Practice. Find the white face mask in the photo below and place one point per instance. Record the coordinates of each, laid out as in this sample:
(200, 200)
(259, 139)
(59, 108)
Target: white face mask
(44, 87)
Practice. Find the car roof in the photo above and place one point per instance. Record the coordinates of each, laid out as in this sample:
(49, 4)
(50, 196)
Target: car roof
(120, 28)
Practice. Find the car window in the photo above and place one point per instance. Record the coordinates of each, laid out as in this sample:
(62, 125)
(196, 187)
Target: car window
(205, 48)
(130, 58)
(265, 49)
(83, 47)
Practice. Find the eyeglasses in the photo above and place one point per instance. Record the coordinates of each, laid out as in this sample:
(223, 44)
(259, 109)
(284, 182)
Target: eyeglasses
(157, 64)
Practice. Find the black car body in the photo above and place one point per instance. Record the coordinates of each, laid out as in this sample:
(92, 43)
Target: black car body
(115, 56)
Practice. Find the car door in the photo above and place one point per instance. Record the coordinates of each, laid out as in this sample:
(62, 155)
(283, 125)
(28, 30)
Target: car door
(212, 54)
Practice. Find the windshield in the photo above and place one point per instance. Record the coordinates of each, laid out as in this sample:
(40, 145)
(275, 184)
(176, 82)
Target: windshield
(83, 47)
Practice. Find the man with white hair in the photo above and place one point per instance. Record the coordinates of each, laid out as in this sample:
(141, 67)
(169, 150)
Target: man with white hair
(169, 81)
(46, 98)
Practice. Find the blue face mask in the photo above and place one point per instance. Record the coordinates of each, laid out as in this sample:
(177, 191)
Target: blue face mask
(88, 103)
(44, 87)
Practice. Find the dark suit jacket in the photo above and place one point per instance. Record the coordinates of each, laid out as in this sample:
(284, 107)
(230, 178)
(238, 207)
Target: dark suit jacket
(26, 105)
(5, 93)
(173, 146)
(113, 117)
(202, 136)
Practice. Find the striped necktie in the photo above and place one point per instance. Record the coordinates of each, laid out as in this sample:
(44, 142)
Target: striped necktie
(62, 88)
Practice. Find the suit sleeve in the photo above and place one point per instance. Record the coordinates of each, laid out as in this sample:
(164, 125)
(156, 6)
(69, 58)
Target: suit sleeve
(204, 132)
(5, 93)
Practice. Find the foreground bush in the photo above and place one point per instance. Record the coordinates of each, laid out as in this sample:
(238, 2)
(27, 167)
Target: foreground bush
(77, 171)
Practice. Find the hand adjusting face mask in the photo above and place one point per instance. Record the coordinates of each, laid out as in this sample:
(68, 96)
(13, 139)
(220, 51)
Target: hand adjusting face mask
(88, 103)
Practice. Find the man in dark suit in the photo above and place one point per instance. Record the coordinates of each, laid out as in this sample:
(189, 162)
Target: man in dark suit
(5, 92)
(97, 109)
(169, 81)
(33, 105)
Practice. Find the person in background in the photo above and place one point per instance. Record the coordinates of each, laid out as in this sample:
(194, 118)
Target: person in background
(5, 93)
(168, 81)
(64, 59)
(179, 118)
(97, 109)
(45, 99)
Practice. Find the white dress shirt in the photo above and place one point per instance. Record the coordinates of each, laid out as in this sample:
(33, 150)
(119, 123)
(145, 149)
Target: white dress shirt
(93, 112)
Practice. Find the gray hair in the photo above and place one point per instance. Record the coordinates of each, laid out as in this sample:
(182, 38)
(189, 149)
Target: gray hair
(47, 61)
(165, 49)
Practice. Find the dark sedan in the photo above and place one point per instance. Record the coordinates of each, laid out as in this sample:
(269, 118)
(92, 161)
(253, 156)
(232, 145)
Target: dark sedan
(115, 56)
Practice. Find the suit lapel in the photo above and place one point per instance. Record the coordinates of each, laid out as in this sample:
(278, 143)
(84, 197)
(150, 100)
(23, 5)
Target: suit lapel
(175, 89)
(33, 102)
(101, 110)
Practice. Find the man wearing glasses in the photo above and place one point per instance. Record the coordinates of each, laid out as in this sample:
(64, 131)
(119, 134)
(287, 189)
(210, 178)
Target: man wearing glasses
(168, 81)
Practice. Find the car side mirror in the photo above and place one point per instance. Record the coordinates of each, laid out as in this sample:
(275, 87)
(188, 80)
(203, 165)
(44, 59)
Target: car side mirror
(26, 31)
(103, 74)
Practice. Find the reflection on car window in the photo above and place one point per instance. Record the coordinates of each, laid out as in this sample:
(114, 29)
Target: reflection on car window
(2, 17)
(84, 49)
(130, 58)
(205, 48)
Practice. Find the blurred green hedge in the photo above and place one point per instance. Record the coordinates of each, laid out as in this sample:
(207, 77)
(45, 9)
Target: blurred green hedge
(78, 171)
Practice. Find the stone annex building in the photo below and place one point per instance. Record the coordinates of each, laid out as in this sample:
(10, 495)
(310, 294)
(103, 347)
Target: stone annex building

WHAT IS NEEDED: Write out the complete set of records exactly as given.

SOLUTION FOR THIS EXERCISE:
Practice. Find the white face mask in the photo below and place one point per instance. Record the coordinates of each, laid out as in this sample:
(200, 200)
(259, 139)
(59, 108)
Target: white face mask
(44, 87)
Practice. Find the car roof in the photo above and place one point per instance. Record the coordinates of each, laid out as in this sample:
(49, 4)
(50, 196)
Target: car roof
(120, 28)
Practice. Find the car window in the photo above and place one point per instance. Record the coordinates of each, laid out as in this sample:
(62, 125)
(196, 187)
Target: car window
(205, 48)
(130, 58)
(265, 49)
(83, 47)
Practice. Find the eyeglasses in the photo above and place one point per instance. Record the coordinates of each, laid out as in this sample:
(223, 44)
(259, 109)
(284, 182)
Target: eyeglasses
(157, 64)
Practice. Find the black car body in the photo above and place one point per instance. Record the coordinates of each, laid out as in this sample:
(92, 43)
Target: black car body
(115, 56)
Practice. Find the car door in the photo above and place one point per instance. Record the coordinates of each, laid out as in this sample:
(62, 155)
(283, 125)
(28, 30)
Target: car door
(212, 54)
Practice. Find the windshield in the photo above and place one point per instance. Record the coordinates of each, laid out as in this sample:
(40, 145)
(275, 184)
(176, 82)
Target: windshield
(83, 47)
Practice. Find the man with white hair in the photo above and place one point per instance. Record the coordinates of each, laid out as in this sample:
(141, 67)
(169, 150)
Target: man with white hair
(169, 81)
(46, 98)
Practice. Find the blue face mask in the photo above and place one point per instance. Record the coordinates of each, laid out as in this sample:
(177, 191)
Target: blue face mask
(88, 103)
(44, 87)
Practice. Find the dark suit jacket in the photo above and place one point per instance. Record the coordinates of each, laid out as in this sample:
(284, 107)
(230, 178)
(238, 207)
Target: dark suit jacket
(26, 105)
(5, 93)
(173, 146)
(113, 117)
(202, 136)
Practice. Find the striped necktie in the photo above and place one point per instance. Record the coordinates of each, laid out as in this sample:
(44, 142)
Target: striped necktie
(62, 88)
Practice. Find the suit sleeve in the photo above and place one point per instance. Record the coordinates of each, laid out as in this sample:
(164, 125)
(156, 6)
(69, 58)
Target: suit sleeve
(204, 132)
(5, 93)
Practice. Find the foreground bush in the photo above and place one point per instance. Record the coordinates of each, laid out as in this sample:
(238, 2)
(27, 167)
Target: foreground bush
(77, 171)
Practice. Find the hand adjusting face mask in the photo above and place one point per instance. Record the coordinates of each, laid out as in this sample:
(68, 96)
(13, 139)
(220, 51)
Target: hand adjusting face mask
(88, 103)
Practice. Find the man in dark suit in the photo above and place one point per instance. Record the coordinates of each, laid out as in this sample:
(189, 162)
Target: man in dark suit
(5, 92)
(97, 109)
(169, 81)
(33, 105)
Practice. Find the person in background in the photo above and place one point per instance. Record the coordinates of each, laid out as in this sample:
(194, 118)
Target: person in background
(5, 93)
(168, 81)
(64, 59)
(179, 118)
(97, 109)
(45, 99)
Practice. Find the white dress shirt in the photo above and place one point per instance. Record the coordinates of each, laid out as in this sample:
(33, 150)
(119, 123)
(145, 149)
Target: white dress shirt
(93, 112)
Practice. Find the gray hair in the photo above and place one point per instance. Record the coordinates of each, laid out as in this sample:
(182, 38)
(189, 149)
Target: gray hair
(47, 61)
(165, 49)
Practice. Find the dark sedan in the photo above and place one point per instance. Record the coordinates of each, laid out as in this sample:
(269, 118)
(92, 161)
(253, 156)
(232, 145)
Target: dark sedan
(115, 56)
Practice. Find the suit lapel in the photo above and place one point per instance. Record the coordinates of each, laid out as in this sample:
(278, 143)
(84, 197)
(150, 100)
(23, 5)
Target: suit lapel
(175, 89)
(33, 102)
(101, 110)
Practice. Find the man wearing glasses in the photo above and place one point per instance. Record the coordinates of each, laid out as in this sample:
(64, 131)
(119, 134)
(287, 189)
(210, 178)
Target: man wearing glasses
(168, 81)
Practice. Find the car side mirror in the photo above and place one point per instance. Record the coordinates of each, laid out as in this sample:
(275, 87)
(188, 80)
(203, 165)
(44, 59)
Target: car side mirror
(26, 31)
(103, 74)
Practice. Find the reflection on car window in the photo above and place one point per instance. Record the coordinates of each, laid out as in this sample:
(114, 29)
Target: reflection on car window
(2, 17)
(84, 49)
(130, 58)
(205, 48)
Practice. Find the blurred green hedge in the photo above and place one point per instance. Record the coordinates of each, laid out as in this sample:
(207, 77)
(45, 9)
Target: blurred green hedge
(78, 171)
Practice. Find the stone annex building in the photo below and place one point per instance. Record the coordinates of each, laid out as in this sample:
(10, 495)
(310, 294)
(103, 347)
Target: stone annex building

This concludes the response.